▸ Texto de lectura:
________________________________________

Techos hundidos
En el campo, el trino de los pájaros es un canto salvaje,
ancestral, montaraz. Los arroyos dejan caer el agua por entre sus cantos
rodados y el frescor de las orillas verdes se desparrama sin consuelo por las
aceras desvanecidas de los pueblos. Las ovejas del rebaño se han jubilado y ya
no les place salir a pastar.
Los gritos
de los niños en el recreo de la escuela no son otra cosa que un recuerdo añejo.
Un recuerdo con olor a naftalina y a cerrado. El ruido mecánico de las cadenas
de las bicicletas infantiles se ha sustituido por el crujido inclemente de los
huesos de las caderas, por el de los muelles oxidados grabados en los colchones de
lana, por el de los viejos rodamientos de los andadores recetados por la Seguridad
Social. La infancia es un juguete roto, una mirada olvidada, un trauma sin
resolver. Y sin tratar.

________________________________________

▸ Tareas y ejercicios:
(A) Indique si cada una de las siguientes afirmaciones concuerda con el texto «Techos hundidos», respondiendo sí o no y citando textualmente las palabras que lo deciden: (i) las ovejas del rebaño ya no quieren salir a pastar; (ii) los gritos de los niños en el recreo de la escuela se siguen oyendo en los pueblos; (iii) el ruido de las cadenas de las bicicletas infantiles ha sido reemplazado por el crujido de los huesos de las caderas.
(B) Transcriba del texto «Techos hundidos» el fragmento que va desde «Techos hundidos» hasta «salir a pastar.».

▸ Material:
________________________________________

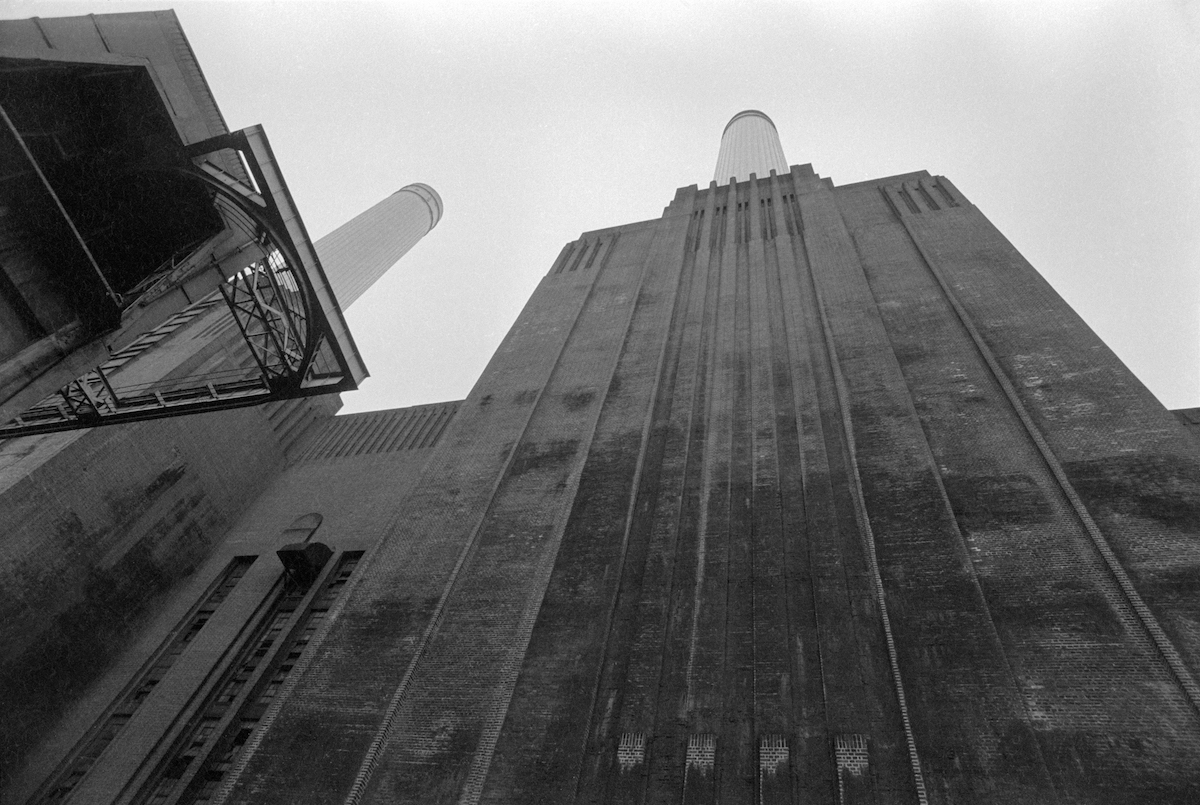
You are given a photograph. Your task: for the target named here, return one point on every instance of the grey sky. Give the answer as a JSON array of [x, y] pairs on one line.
[[1075, 127]]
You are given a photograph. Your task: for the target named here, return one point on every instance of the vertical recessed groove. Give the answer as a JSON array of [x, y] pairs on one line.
[[388, 724], [1158, 637], [841, 394], [403, 436], [579, 256]]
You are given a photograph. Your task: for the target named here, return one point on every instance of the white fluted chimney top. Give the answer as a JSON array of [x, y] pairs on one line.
[[749, 145]]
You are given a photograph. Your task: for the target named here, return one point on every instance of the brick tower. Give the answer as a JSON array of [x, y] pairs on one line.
[[798, 493]]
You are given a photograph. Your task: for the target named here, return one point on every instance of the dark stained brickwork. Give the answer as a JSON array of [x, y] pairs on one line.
[[797, 494]]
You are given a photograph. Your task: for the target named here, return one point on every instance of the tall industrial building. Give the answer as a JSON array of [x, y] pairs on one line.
[[797, 493], [100, 524]]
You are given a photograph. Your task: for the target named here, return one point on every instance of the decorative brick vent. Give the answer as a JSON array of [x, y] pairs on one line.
[[851, 754], [631, 750]]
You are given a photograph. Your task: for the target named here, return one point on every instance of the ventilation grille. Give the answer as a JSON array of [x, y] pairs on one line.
[[579, 256], [385, 431]]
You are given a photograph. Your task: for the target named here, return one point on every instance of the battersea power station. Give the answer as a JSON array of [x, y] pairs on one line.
[[799, 493]]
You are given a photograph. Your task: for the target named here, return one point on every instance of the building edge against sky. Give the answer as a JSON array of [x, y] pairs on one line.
[[749, 145], [360, 251], [785, 414], [781, 415]]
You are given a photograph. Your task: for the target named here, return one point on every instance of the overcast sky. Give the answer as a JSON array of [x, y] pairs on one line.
[[1074, 126]]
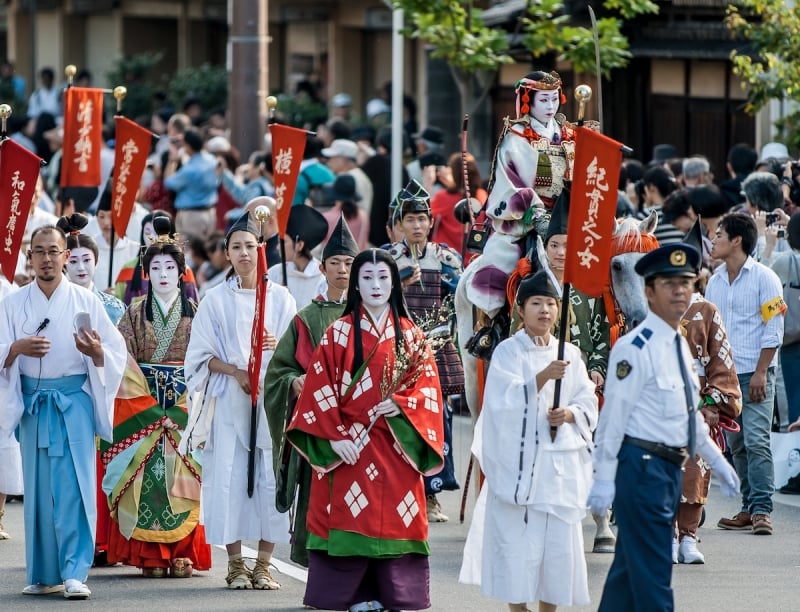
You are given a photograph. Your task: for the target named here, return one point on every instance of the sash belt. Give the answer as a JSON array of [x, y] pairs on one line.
[[673, 454], [49, 399]]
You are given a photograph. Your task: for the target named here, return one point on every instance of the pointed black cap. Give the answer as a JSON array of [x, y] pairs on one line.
[[306, 224], [246, 223], [536, 284], [558, 218], [341, 241]]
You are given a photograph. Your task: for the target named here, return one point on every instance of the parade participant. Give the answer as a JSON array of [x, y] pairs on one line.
[[286, 376], [124, 248], [750, 299], [132, 281], [589, 328], [533, 160], [219, 387], [154, 491], [62, 365], [82, 262], [368, 421], [10, 460], [305, 230], [527, 536], [81, 265], [719, 396], [647, 430], [431, 272]]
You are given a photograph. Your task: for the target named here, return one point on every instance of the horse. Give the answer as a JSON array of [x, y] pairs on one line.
[[626, 307]]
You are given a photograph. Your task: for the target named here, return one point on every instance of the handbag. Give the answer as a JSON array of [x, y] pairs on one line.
[[791, 297]]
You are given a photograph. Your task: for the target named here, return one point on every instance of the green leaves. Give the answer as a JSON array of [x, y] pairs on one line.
[[771, 70]]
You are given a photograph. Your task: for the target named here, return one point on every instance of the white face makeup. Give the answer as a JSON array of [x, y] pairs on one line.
[[80, 267], [164, 276], [545, 105], [375, 286]]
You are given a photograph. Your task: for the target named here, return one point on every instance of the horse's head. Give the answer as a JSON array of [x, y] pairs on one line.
[[631, 240]]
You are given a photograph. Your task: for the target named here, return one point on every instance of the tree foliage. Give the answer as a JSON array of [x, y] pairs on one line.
[[772, 71]]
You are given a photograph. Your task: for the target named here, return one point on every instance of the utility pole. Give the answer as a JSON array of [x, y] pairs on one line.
[[247, 67]]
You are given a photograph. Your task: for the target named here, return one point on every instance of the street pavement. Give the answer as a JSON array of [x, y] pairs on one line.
[[742, 572]]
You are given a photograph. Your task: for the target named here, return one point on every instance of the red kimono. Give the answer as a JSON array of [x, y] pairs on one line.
[[375, 508]]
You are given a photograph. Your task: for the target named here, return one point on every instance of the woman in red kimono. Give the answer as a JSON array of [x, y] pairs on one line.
[[369, 422]]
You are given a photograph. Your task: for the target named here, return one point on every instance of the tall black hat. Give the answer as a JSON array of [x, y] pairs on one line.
[[558, 218], [306, 224], [246, 223], [536, 284], [412, 199], [341, 241]]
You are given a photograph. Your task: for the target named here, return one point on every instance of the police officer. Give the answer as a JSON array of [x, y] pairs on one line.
[[648, 428]]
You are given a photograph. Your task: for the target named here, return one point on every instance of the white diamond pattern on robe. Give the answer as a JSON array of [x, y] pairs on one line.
[[341, 332], [364, 384], [325, 397], [355, 499], [408, 509], [431, 403]]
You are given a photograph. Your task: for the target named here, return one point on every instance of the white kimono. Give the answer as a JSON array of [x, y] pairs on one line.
[[10, 460], [220, 415], [304, 286], [525, 542]]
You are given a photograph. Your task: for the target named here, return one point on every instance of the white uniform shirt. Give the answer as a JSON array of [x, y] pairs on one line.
[[645, 397]]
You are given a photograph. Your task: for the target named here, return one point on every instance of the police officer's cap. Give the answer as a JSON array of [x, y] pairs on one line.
[[536, 284], [677, 259]]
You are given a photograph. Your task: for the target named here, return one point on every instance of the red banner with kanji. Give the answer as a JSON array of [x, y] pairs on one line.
[[592, 208], [83, 137], [19, 170], [288, 146], [257, 333], [131, 149]]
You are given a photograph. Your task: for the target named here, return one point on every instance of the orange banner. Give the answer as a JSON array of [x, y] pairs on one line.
[[83, 137], [257, 332], [130, 157], [592, 208], [288, 146], [19, 170]]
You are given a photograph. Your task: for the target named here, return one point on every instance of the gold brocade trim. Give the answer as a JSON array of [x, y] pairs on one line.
[[174, 535]]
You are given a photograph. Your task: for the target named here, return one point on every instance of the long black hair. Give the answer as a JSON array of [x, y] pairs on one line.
[[397, 302], [162, 225], [136, 279]]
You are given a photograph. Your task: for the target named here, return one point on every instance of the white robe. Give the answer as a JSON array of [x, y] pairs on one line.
[[22, 312], [220, 415], [525, 542]]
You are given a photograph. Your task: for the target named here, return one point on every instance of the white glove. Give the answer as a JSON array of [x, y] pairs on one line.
[[347, 450], [601, 496], [729, 481]]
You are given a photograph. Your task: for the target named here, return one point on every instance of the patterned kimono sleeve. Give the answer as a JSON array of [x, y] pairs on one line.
[[317, 418], [419, 429], [721, 381]]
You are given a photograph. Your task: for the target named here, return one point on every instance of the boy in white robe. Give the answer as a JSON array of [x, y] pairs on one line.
[[526, 542], [57, 383]]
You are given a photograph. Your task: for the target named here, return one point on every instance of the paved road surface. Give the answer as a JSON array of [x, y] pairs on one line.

________________________________________

▸ Respuestas por tarea:
(A)
(i) Sí: «Las ovejas del rebaño se han jubilado y ya no les place salir a pastar».
(ii) No: «Los gritos de los niños en el recreo de la escuela no son otra cosa que un recuerdo añejo».
(iii) Sí: «El ruido mecánico de las cadenas de las bicicletas infantiles se ha sustituido por el crujido inclemente de los huesos de las caderas».

(B)
Techos hundidos
En el campo, el trino de los pájaros es un canto salvaje,
ancestral, montaraz. Los arroyos dejan caer el agua por entre sus cantos
rodados y el frescor de las orillas verdes se desparrama sin consuelo por las
aceras desvanecidas de los pueblos. Las ovejas del rebaño se han jubilado y ya
no les place salir a pastar.